TASK 1. In the contest announcement, rewrite the passage from "During the contest, students" to "as the follows.", substituting "medals" for "trophies".
TASK 2.
Answer these questions using the contest announcement:
(a) How many students make up a team?
(b) What is the registration deadline?
(c) Which network and which dataset does Problem 1 use for quantized training?
TASK 3. Write the next part of the contest announcement, picking up after its final sentence.

PROVIDED TEXT.

The contest is open to two-person teams of graduate students or senior undergraduate students currently full-time enrolled in a university, specializing in EDA or related areas. In the contest, there will be five problems selected from the following areas:

- - System Design and Analysis
  - Logic and High-level Design
  - Physical Design
  - Circuit Analysis
  - Emerging Technologies, e.g., DFM, Security, Biochip, Machine Learning in EDA etc.

During the contest, students will be given the problem statements and some sample test data. The answers will be judged based on their correctness under the given constraints using hidden benchmarks. Three teams winning the contest will be rewarded with trophies and cash prizes as the follows.

First Prize (one team): 5000 CNY, instructor (2000 CNY)
Second Prize (one team): 3000 CNY, instructor (1000 CNY)
Third Prize (one team): 2000 CNY, instructor (500 CNY)

IMPORTANT DATES

Apr 13, 2020: Call for participation released, open for enrollment emails
Jul. 15, 2020: Registration deadline

Registration (Deadline: July 15, 2020)

Please complete the following google form for registration.

Problem Descriptions:

Problem 1: Bitwidth-Quantized Training of Neural Networks

A trend in AI deployment is to move the computation from cloud (central) to the user end (edge) where the data are generated. This is sometimes known as edge computing which is usually done on hardware-constrained terminal devices or IoT boards with limited storage and processing power. Consequently, it is important for the AI neural networks (NN) to be of small size while preserving certain output accuracy. A way to achieve lightweight NNs is to quantize the weights and biases to a small bitwidth (e.g., a reduction from FP32 to INT8 already represents a 4X reduction in storage). Specifically, in this problem, we will investigate the quantized training of LeNet on MNIST with different bitwidths, namely, to explore the hardware-efficient low-bitwidth quantized training of a simple neural network for handwritten digit image classification. In particular, the complexity-accuracy trade-off will be systematically investigated.

STORED RECORDS.
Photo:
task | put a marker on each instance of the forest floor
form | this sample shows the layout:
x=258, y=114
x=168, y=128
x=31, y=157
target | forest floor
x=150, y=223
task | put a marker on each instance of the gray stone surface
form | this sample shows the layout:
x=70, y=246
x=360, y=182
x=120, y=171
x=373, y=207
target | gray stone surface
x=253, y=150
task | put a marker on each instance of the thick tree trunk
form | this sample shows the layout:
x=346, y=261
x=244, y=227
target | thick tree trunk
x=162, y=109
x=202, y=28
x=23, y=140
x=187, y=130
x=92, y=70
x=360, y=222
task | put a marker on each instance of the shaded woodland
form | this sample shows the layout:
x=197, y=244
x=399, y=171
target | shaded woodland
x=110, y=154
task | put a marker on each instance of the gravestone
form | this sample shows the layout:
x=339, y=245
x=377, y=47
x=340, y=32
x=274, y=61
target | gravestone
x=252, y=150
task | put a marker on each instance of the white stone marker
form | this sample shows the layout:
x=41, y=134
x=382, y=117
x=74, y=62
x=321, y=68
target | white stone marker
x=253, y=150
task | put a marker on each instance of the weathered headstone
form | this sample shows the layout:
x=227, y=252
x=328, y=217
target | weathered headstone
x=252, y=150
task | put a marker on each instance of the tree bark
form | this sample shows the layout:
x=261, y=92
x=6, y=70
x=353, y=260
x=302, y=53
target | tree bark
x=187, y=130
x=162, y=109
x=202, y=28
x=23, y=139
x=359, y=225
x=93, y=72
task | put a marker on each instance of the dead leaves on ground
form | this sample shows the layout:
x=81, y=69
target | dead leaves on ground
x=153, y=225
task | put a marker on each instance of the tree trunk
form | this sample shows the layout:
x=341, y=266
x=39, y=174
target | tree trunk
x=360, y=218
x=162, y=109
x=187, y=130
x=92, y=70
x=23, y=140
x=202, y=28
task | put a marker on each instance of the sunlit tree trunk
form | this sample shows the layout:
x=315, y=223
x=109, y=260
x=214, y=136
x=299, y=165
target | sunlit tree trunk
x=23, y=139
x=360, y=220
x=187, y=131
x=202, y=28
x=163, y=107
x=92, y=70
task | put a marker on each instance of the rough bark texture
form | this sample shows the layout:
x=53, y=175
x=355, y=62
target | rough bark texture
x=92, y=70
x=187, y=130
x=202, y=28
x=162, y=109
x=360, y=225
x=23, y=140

WRITTEN RESPONSE 1.
During the contest, students will be given the problem statements and some sample test data. The answers will be judged based on their correctness under the given constraints using hidden benchmarks. Three teams winning the contest will be rewarded with medals and cash prizes as the follows.

WRITTEN RESPONSE 2.
(a) Two students.
(b) July 15, 2020.
(c) LeNet, trained on MNIST.

WRITTEN RESPONSE 3.
NOTE: This problem requires high-performance GPU hardware.

Reference:

[1] Quantized Neural Networks: Training Neural Networks with Low Precision Weights and Activations, https://arxiv.org/abs/1609.07061

[2] TensorQuant - A Simulation Toolbox for Deep Neural Network Quantization, https://arxiv.org/abs/1710.05758

Problem 2: Loop Scheduling for Switching-Activity Minimization on VLIW processor

VLIW (Very Long Instruction Word) architecture has been widely utilized in DSP processors. A VLIW processor has multiple functional units (FUs) and can process several instructions simultaneously. As it has an instruction bus with large capacitance, transition activities on the instruction bus consume a significant fraction of total power dissipation in a processor. In this question, your task is to reduce the bus switching activities by implementing an instruction-level scheduling algorithm considering dependencies among instructions.

Reference:

[1] Zili Shao, Bin Xiao, Chun Xue, Qingfeng Zhuge, and Edwin H-M. Sha. "Loop scheduling with timing and switching-activity minimization for VLIW DSP." ACM Transactions on Design Automation of Electronic Systems (TODAES) 11.1 (2006): 165-185.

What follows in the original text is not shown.